[Saved data entries]
......
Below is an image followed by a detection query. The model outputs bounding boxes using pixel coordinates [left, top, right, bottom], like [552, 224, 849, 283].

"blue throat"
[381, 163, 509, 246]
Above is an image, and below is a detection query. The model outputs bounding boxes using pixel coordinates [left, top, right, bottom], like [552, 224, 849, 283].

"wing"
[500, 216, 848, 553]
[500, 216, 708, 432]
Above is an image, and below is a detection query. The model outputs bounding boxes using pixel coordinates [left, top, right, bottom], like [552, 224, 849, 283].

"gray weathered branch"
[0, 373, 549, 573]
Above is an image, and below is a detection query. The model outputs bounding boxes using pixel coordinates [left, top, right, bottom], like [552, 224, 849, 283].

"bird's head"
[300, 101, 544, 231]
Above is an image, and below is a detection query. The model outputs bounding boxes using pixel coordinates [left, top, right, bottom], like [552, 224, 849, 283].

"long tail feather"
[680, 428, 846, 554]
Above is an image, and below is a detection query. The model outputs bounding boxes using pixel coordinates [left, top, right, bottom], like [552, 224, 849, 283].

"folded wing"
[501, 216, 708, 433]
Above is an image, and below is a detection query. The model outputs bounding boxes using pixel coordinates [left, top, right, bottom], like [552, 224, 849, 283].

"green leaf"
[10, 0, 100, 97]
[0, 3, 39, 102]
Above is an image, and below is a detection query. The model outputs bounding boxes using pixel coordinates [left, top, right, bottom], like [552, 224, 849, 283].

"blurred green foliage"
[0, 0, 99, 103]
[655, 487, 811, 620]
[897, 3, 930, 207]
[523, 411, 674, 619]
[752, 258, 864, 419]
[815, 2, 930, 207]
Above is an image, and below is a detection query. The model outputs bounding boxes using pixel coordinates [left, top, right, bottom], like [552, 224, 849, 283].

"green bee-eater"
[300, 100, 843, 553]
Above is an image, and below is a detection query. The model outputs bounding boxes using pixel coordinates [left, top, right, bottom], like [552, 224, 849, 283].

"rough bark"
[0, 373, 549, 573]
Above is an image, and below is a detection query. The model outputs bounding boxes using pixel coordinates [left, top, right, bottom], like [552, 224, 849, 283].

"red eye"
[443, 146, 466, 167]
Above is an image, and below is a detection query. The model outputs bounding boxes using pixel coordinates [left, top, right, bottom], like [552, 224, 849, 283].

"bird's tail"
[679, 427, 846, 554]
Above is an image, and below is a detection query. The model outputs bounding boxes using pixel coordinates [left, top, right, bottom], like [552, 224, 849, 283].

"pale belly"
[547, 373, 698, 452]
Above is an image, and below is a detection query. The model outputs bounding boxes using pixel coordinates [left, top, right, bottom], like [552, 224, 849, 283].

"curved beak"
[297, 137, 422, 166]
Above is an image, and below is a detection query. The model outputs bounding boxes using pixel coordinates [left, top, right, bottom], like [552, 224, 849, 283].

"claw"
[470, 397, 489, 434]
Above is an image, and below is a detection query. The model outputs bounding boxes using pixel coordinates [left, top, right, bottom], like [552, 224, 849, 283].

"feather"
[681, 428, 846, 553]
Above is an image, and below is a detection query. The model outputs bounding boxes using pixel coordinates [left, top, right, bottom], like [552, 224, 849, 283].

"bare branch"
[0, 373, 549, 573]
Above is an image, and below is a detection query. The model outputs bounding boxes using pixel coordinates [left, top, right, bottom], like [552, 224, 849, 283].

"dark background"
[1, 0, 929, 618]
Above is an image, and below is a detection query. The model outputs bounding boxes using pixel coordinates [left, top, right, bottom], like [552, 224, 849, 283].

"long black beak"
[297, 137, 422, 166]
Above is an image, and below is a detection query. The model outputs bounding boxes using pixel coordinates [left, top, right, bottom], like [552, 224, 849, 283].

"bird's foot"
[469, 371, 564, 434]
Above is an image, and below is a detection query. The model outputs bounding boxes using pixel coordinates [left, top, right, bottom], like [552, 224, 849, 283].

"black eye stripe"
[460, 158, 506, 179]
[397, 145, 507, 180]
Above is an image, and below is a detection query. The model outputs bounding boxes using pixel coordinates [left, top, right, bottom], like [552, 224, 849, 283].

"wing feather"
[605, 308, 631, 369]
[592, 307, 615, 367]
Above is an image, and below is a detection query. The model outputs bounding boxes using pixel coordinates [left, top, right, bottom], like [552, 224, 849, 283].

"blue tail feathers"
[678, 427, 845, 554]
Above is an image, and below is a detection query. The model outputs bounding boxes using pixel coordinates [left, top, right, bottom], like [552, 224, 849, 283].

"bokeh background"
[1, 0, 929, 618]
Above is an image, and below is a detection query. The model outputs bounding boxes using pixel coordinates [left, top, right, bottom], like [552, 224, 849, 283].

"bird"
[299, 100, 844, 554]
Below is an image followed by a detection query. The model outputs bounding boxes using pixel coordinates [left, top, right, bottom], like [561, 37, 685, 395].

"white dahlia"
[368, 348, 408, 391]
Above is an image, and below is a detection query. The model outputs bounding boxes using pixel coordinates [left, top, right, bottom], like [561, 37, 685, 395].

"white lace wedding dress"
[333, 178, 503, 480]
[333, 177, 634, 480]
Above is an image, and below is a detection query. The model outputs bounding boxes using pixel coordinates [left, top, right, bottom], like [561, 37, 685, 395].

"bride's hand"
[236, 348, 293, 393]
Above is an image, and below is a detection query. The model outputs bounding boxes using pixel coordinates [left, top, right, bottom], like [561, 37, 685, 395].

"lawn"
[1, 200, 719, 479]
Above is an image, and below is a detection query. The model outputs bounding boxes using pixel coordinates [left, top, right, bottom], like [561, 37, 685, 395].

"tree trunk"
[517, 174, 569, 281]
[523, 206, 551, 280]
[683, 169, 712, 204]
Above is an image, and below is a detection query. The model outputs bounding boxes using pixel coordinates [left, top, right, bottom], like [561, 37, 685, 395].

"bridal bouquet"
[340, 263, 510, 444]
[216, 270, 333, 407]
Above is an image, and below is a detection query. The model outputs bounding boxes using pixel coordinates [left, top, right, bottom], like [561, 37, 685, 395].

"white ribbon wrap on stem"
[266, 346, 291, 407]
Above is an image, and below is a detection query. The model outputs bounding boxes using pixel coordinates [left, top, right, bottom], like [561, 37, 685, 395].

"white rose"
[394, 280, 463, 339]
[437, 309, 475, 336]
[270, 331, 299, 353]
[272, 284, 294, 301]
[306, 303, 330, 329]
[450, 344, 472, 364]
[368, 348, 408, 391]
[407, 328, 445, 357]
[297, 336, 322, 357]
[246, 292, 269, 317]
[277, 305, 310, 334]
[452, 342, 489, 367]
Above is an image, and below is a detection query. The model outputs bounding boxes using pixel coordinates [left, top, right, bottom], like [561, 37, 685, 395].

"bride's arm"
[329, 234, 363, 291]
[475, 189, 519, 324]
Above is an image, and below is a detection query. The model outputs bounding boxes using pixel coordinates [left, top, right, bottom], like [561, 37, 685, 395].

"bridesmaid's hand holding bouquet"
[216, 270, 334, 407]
......
- What is expected -
Exact copies of every record above are required.

- Answer to the problem -
Below is an image followed by a detection query. The model outputs bounding boxes using pixel coordinates [left, top, right, bottom], like [552, 224, 849, 283].

"blue throat"
[381, 163, 509, 246]
Above is an image, and below is a detection query. The model outputs bounding boxes using pixel coordinates [left, top, right, bottom], like [552, 224, 849, 283].

"wing"
[500, 216, 848, 553]
[500, 216, 708, 432]
Above is an image, and below is a detection query. The model outputs bounding boxes using pixel coordinates [left, top, right, bottom], like [552, 224, 849, 283].

"gray weathered branch"
[0, 373, 549, 573]
Above is an image, and below is a detection query. The model outputs bounding boxes using pixel coordinates [left, top, right, bottom], like [552, 224, 849, 283].

"bird's head"
[300, 101, 544, 231]
Above is an image, and below is a detection query. The model outputs bounding boxes using pixel coordinates [left, top, right, bottom], like [552, 224, 849, 283].

"long tail feather"
[680, 428, 846, 554]
Above is an image, and below is a detection query. The model outputs bounding boxes using pixel coordinates [left, top, right, bottom], like [552, 224, 849, 283].

"folded wing"
[501, 216, 708, 433]
Above is an image, and below is a detection query. The model outputs bounding boxes using pixel coordinates [left, top, right, bottom], like [552, 224, 849, 283].

"green leaf"
[10, 0, 100, 97]
[0, 3, 39, 102]
Above is an image, and below is a detection query. The model outputs bounding boxes using pixel coordinates [left, top, right, bottom], like [552, 224, 849, 283].

"blurred green foliage"
[0, 0, 99, 103]
[655, 487, 811, 620]
[897, 3, 930, 207]
[523, 411, 674, 619]
[752, 258, 864, 419]
[815, 2, 930, 207]
Above is an image, and below is a detection query. The model outputs bounding boxes using pixel coordinates [left, top, right, bottom], like [552, 224, 849, 283].

"green bee-eater"
[300, 100, 843, 553]
Above is an image, and below is a detection query. The model outputs bounding boxes using pixel coordinates [left, top, right, bottom], like [552, 224, 849, 283].

"rough bark"
[0, 373, 549, 573]
Above is an image, and below is a detection query. The model outputs bounding boxes using pixel coordinates [left, top, right, bottom], like [552, 224, 849, 283].

"red eye"
[443, 146, 466, 167]
Above is an image, and below is a detection query. The model outputs bounding boxes using pixel coordinates [left, top, right, bottom], like [552, 224, 849, 283].

"bird's tail"
[679, 427, 846, 554]
Above is an image, and below is a detection query. The model outputs bounding boxes using pixel coordinates [left, top, right, bottom], like [552, 224, 849, 283].

"pale belly"
[547, 373, 698, 452]
Above is an image, and below is a detection query. The model outputs bounding boxes using pixel coordinates [left, top, right, bottom], like [552, 224, 849, 283].

"curved beak"
[297, 137, 422, 166]
Above is an image, and below is a detection query. The model outputs bounding boxes using pixel coordinates [left, top, right, bottom], like [552, 224, 849, 283].

"claw"
[470, 397, 489, 434]
Above is an image, and below is a detection query. The model outputs bounding boxes using pixel coordinates [left, top, right, bottom], like [552, 224, 849, 283].

"feather"
[681, 428, 846, 553]
Above is an image, and below is a detection query. The model outputs bounding boxes using pixel coordinates [left, top, right, bottom], like [552, 224, 849, 283].

"bare branch"
[0, 373, 549, 573]
Above is an image, and below is a detection query. The model outputs bounding boxes using pixel coordinates [left, top, right, bottom], like [552, 224, 849, 283].

"dark background"
[1, 0, 929, 618]
Above is an image, and below is a detection query. The model outputs bounding boxes using pixel coordinates [left, top, right, bottom], like [552, 224, 849, 283].

"long black beak"
[297, 137, 422, 166]
Above is an image, and below is a detection query. The model outputs bounding boxes using pixel coordinates [left, top, right, bottom], like [552, 224, 849, 283].

"bird's foot"
[469, 371, 564, 434]
Above is an image, and below is a detection query. The model outputs bounding boxes using pixel coordinates [left, top, right, bottom], like [552, 224, 849, 283].

"black eye stripe"
[460, 158, 506, 179]
[397, 145, 507, 180]
Above is an image, and below is a detection query. The model outputs bounding boxes using pixel coordinates [left, top, right, bottom], like [552, 224, 849, 283].

"wing feather"
[605, 308, 631, 369]
[592, 307, 615, 367]
Above is an image, and below is a detection query. The model outputs bounding boxes using pixel coordinates [left, top, right, bottom], like [552, 224, 849, 283].

"blue tail feathers"
[678, 427, 845, 554]
Above is an image, and below is a detection query. The model outputs bounding boxes using pixel coordinates [left, top, right, bottom], like [552, 224, 849, 283].

"bokeh background"
[1, 0, 929, 618]
Above is an image, and below is a detection query. The model outputs bounding boxes using pixel coordinates [left, top, right, bottom], like [552, 224, 849, 283].

"bird"
[299, 100, 844, 554]
Below is an image followed by a detection query. The model outputs bounding boxes using pixel coordinates [left, top, right, bottom], like [561, 37, 685, 395].

"white dahlia"
[368, 348, 408, 391]
Above is an image, and below is a detection query. The model outputs bounding boxes using pixel coordinates [left, top, right, bottom], like [561, 37, 685, 395].

"white lace wedding dress"
[333, 178, 503, 480]
[333, 177, 634, 480]
Above is an image, and below is a detection query. The model outputs bounding boxes using pixel coordinates [left, top, right, bottom], like [561, 37, 685, 395].

"bride's hand"
[236, 348, 293, 393]
Above is an image, and below is a detection query. The model outputs bounding boxes using pixel coordinates [left, top, right, bottom], like [561, 37, 685, 395].

"lawn"
[1, 200, 719, 479]
Above is an image, and below is a detection query. The model outputs bounding boxes using pixel coordinates [left, top, right, bottom], like [561, 37, 685, 395].

"tree trunk"
[517, 174, 569, 281]
[523, 206, 551, 280]
[683, 169, 712, 204]
Above is an image, and below is a detection query. The model outputs bounding boxes using pixel coordinates [left, top, right, bottom], like [561, 37, 685, 395].

"bridal bouquet"
[340, 263, 510, 444]
[216, 270, 333, 407]
Above is an image, and below is a detection query. The model outputs bounding boxes using pixel coordinates [left, top, right, bottom], like [561, 37, 685, 395].

"white ribbon wrap on stem"
[266, 346, 291, 407]
Above is an image, and below is a detection query. The model outputs bounding boxes using pixel coordinates [left, top, right, bottom], like [561, 37, 685, 395].

"white rose"
[394, 280, 463, 339]
[437, 309, 475, 336]
[270, 331, 299, 353]
[272, 284, 294, 301]
[306, 303, 330, 329]
[450, 344, 472, 364]
[368, 348, 408, 391]
[407, 328, 445, 357]
[297, 336, 322, 357]
[246, 292, 269, 317]
[277, 305, 310, 334]
[452, 342, 489, 367]
Above is an image, and below is a detection query. The model outputs bounding boxes using pixel coordinates [left, top, right, bottom], like [561, 37, 685, 395].

"bride's arm"
[329, 234, 363, 291]
[475, 189, 519, 324]
Above is an image, and below is a detection query. The model outputs bounding boxes using pixel coordinates [left, top, right, bottom], like [561, 37, 685, 395].

"bridesmaid's hand holding bouquet"
[216, 270, 334, 407]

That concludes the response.